(REQUEST):
Retype the tail of the data exactly, starting at the line containing "of the wheel" and stopping at the last line.

(SUPPLIED ENTRIES):
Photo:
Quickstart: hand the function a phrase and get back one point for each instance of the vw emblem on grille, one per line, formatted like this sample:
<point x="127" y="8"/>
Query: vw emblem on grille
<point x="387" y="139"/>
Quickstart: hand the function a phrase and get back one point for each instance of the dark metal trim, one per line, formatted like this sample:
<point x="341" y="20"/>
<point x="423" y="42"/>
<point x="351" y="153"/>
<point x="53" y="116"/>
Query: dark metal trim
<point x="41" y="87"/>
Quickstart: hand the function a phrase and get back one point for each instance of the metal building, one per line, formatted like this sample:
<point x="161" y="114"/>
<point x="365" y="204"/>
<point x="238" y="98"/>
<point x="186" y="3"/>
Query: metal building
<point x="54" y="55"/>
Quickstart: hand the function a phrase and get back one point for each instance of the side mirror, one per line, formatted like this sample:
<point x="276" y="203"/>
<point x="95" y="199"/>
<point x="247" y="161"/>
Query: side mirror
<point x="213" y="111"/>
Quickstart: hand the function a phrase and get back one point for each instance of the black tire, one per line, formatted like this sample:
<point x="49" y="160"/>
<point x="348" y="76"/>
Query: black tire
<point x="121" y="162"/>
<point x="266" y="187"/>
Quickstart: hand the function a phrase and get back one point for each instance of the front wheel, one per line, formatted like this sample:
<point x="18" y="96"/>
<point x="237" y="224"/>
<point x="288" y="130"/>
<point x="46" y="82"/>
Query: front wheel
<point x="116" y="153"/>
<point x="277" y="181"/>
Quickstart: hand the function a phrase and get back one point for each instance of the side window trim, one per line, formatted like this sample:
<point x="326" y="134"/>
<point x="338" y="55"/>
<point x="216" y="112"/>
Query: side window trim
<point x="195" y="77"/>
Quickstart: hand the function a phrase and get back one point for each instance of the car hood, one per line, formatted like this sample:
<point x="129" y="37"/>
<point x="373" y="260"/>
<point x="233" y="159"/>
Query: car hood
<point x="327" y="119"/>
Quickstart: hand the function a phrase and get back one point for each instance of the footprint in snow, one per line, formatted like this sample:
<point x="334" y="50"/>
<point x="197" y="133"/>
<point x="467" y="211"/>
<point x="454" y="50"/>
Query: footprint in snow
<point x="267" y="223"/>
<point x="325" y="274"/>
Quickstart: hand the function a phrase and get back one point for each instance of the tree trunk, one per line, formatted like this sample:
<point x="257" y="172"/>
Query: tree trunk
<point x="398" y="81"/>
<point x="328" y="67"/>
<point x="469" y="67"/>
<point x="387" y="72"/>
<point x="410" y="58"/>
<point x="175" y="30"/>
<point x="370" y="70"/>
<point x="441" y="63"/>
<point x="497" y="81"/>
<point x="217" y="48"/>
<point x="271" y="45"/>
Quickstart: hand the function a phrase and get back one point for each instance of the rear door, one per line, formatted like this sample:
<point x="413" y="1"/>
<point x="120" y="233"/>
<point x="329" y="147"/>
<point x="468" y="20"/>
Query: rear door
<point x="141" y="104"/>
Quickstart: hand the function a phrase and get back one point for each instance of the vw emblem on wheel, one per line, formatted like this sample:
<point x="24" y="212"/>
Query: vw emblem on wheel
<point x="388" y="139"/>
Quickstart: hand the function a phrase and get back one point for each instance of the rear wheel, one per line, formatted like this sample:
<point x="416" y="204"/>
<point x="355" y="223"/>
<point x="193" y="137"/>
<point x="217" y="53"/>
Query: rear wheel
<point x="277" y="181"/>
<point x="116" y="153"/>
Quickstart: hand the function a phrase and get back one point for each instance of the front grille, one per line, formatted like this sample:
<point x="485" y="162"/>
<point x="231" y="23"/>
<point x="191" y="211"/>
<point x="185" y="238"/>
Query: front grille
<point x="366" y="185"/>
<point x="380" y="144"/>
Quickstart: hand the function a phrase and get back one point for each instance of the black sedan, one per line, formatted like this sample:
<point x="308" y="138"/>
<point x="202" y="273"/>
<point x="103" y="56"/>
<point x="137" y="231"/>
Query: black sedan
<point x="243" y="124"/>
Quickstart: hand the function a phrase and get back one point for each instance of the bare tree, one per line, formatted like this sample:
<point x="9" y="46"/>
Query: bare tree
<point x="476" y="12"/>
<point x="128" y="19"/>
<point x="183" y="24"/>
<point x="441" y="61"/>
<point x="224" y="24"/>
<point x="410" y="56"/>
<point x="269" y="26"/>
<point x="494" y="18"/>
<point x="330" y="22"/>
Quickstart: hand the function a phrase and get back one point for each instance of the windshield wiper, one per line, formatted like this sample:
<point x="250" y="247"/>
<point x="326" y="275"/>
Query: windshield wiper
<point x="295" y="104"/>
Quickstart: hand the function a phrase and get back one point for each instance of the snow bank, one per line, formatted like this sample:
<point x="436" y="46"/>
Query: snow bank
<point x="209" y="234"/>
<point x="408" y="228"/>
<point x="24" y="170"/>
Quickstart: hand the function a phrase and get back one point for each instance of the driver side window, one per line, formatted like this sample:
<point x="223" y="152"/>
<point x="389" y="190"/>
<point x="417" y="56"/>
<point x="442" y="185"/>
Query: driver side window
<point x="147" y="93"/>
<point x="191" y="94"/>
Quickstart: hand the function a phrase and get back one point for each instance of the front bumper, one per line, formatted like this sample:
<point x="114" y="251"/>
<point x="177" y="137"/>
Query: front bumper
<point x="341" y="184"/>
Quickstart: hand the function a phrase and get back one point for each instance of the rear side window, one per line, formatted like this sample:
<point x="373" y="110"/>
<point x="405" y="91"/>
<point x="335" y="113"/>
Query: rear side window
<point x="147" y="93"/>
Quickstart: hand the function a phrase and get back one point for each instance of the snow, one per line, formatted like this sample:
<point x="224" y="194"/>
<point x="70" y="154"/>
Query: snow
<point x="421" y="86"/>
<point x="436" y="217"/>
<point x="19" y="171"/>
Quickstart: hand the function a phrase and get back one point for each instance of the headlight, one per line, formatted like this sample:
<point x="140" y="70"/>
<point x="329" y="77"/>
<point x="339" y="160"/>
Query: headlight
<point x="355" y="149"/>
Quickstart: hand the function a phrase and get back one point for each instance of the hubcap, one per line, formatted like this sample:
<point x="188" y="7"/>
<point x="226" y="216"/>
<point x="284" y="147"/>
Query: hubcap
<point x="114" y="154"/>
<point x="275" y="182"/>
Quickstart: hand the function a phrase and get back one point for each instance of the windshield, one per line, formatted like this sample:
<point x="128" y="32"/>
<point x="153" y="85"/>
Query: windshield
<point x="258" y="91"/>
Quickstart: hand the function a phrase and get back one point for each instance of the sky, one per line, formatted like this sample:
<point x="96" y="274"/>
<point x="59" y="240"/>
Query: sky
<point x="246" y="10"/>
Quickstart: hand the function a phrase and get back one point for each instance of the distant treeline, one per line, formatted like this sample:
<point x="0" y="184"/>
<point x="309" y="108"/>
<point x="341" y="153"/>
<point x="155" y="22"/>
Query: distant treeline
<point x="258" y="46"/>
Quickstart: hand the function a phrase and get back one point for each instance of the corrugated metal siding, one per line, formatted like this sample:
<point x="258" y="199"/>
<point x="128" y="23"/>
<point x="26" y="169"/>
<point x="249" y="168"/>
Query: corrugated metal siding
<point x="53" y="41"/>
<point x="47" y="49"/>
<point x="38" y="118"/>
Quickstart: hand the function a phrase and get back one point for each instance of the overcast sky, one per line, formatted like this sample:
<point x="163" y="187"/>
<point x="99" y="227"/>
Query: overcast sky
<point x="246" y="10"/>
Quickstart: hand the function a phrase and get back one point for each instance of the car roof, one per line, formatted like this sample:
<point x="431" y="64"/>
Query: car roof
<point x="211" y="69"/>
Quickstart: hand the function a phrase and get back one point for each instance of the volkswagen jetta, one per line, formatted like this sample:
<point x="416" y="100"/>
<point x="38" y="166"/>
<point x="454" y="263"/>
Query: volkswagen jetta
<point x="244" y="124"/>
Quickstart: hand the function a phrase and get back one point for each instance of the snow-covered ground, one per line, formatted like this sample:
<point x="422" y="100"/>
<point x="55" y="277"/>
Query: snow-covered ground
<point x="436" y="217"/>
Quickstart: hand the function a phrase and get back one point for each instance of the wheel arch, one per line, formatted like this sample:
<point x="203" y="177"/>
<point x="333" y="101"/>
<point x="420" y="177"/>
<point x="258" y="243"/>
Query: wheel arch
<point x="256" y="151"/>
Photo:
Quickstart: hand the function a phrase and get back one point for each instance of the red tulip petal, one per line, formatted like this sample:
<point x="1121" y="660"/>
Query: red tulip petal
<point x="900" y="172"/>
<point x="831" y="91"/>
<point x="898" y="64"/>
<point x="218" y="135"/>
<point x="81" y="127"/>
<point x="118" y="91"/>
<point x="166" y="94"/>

(RESULT):
Quickstart: hand the function a phrase and get back one point for each instance of the wheel arch, one per line, formatted like this sample:
<point x="203" y="177"/>
<point x="333" y="101"/>
<point x="420" y="177"/>
<point x="258" y="243"/>
Query: wheel arch
<point x="256" y="151"/>
Photo:
Quickstart: hand the function a phrase and get back one point for each instance of the red tulip petal, one per line, formatted like this sample:
<point x="1121" y="660"/>
Query: red tulip petal
<point x="900" y="172"/>
<point x="831" y="91"/>
<point x="898" y="64"/>
<point x="218" y="135"/>
<point x="81" y="127"/>
<point x="118" y="91"/>
<point x="166" y="94"/>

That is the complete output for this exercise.